▶ **Set problem**
The data below must be copied in full and without any change.

#### Information supplied

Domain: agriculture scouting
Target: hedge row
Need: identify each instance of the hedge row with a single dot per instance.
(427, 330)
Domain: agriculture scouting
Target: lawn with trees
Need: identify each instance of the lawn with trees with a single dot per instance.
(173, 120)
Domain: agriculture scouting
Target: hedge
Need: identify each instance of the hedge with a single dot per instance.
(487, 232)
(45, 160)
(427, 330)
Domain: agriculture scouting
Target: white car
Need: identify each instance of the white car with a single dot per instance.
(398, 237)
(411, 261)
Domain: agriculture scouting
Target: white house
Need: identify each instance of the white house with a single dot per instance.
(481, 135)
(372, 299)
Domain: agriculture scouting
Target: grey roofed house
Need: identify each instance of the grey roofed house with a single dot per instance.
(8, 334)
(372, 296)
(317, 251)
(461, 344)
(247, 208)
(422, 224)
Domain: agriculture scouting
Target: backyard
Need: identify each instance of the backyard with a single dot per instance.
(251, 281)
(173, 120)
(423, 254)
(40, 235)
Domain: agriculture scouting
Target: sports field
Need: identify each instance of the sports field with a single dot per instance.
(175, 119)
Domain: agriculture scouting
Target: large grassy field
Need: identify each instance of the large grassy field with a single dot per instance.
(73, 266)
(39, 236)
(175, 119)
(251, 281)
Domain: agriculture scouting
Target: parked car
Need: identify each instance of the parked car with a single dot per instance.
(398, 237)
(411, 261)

########

▶ **Answer to the task**
Domain: agriculture scouting
Target: hedge row
Need: identify each instance of the hedge row with a single dot per instance.
(427, 330)
Domain: agriculture scouting
Target: lawn with trees
Need: identify each instance of the lawn with trees with a single dot per instance.
(173, 120)
Domain: agriculture scouting
Target: hedge
Need: identify each instance of the hedge with a single dot per instance.
(487, 232)
(45, 160)
(427, 330)
Domain: agriculture scouting
Target: white car
Need: identify each instance of the white car with a single dot per instance.
(398, 237)
(411, 261)
Domain: agriculture scouting
Target: white house
Need: identify each instance of the white house with a single dot per instance.
(481, 135)
(372, 299)
Domain: agriculture scouting
Target: grey roofed house
Need: identify each instance of the grey roofed house with a single dot per instance.
(8, 334)
(372, 296)
(317, 251)
(461, 344)
(247, 208)
(422, 224)
Domain: agriculture scouting
Target: backyard
Need: identify each instance of the backyard with a single dot per instance.
(251, 281)
(173, 120)
(423, 254)
(40, 235)
Domain: agriculture scouting
Target: sports field
Need: identify each instance of the sports field with a single dot per instance.
(175, 119)
Domain: agriculture scouting
Target: large grassy field
Need: identify each instance of the large grassy field with a single dot per instance.
(73, 266)
(39, 236)
(175, 119)
(251, 281)
Domain: agriculture scouting
Target: parked car
Need: identify each instance of the parked car with a single dot per instance.
(398, 237)
(411, 261)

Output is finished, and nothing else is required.